TEXTE DU DOCUMENT:
Enfin est-il incongru d’oser penser que l’Eglise pourrait avoir à sa tête un mauvais pape, certes préservé par une grâce divine d’enseigner ex cathedra des erreurs contre la foi et la morale mais néanmoins au comportement et à l’enseignement ordinaires peu exemplaires ? Laissons l’histoire nous répondre. Selon saint Robert Bellarmin le pire des papes fut Jean XII (937-964) ainsi accusé par l’empereur Othon 1er au nom du synode :
« Sachez donc que vous avez été accusé – non par quelques-uns, mais par tous, laïcs et ecclésiastiques – de meurtre, de parjure, de vol d’objets sacrés, d’inceste avec vos proches et avec deux sœurs. L’on vous accuse également d’une autre de vos pratiques, effroyable rien qu’à l’entendre évoquer : que vous ayez trinqué à la santé du diable, et qu’au jeu de dés, vous ayez invoqué l’aide de Jupiter, de Vénus et des autres démons. Nous vous prions instamment, Père, de ne pas refuser de venir à Rome et de vous défendre contre toutes ces accusations »

SECTION DONNÉES:
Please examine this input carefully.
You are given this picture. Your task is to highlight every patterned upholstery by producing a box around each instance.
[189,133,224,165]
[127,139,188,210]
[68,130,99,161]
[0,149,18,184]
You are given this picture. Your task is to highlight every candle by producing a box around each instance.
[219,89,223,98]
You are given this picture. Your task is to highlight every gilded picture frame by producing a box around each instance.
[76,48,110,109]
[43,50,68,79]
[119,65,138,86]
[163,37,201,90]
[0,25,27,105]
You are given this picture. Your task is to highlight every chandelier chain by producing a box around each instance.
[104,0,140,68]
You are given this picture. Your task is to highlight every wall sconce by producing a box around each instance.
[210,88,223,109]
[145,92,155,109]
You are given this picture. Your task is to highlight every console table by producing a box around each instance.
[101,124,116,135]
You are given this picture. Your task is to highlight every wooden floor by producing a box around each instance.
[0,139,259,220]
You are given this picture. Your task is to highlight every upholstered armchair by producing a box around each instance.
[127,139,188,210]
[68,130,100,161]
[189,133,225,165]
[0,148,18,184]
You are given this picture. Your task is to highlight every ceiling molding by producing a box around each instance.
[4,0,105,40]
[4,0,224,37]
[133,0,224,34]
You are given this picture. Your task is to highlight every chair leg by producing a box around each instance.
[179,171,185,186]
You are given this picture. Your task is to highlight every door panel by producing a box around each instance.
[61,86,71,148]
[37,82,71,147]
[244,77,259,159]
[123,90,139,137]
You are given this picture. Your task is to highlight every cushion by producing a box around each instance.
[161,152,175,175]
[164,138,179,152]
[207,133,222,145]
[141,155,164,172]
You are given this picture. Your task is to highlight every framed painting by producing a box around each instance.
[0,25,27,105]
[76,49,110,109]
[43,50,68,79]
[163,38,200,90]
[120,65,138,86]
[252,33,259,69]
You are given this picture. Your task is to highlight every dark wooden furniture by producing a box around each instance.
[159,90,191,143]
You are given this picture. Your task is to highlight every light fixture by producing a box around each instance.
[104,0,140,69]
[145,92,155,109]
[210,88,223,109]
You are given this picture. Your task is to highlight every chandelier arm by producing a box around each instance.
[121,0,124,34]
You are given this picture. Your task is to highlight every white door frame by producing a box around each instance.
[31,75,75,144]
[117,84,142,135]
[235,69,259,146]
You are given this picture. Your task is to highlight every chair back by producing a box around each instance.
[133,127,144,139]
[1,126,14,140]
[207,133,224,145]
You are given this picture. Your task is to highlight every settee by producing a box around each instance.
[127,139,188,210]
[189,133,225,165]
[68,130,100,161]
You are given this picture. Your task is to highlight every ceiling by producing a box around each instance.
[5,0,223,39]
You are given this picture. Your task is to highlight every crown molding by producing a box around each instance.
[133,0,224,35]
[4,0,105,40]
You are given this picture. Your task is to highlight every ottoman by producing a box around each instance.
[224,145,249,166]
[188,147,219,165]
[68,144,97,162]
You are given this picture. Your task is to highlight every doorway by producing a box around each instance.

VOTRE TÂCHE: Résumez en deux phrases le texte sur le pape Jean XII, donné plus haut.

EXERCICE TERMINÉ: Le texte demande s'il est incongru de penser que l'Église pourrait avoir à sa tête un mauvais pape, préservé par une grâce divine d'enseigner ex cathedra des erreurs contre la foi et la morale, mais peu exemplaire dans sa conduite et son enseignement ordinaires, et il laisse l'histoire répondre. Il cite Jean XII, le pire des papes selon saint Robert Bellarmin, que l'empereur Othon Ier, au nom du synode, accusa notamment de meurtre, de parjure, de vol d'objets sacrés et d'inceste, avant de le prier de venir à Rome pour se défendre.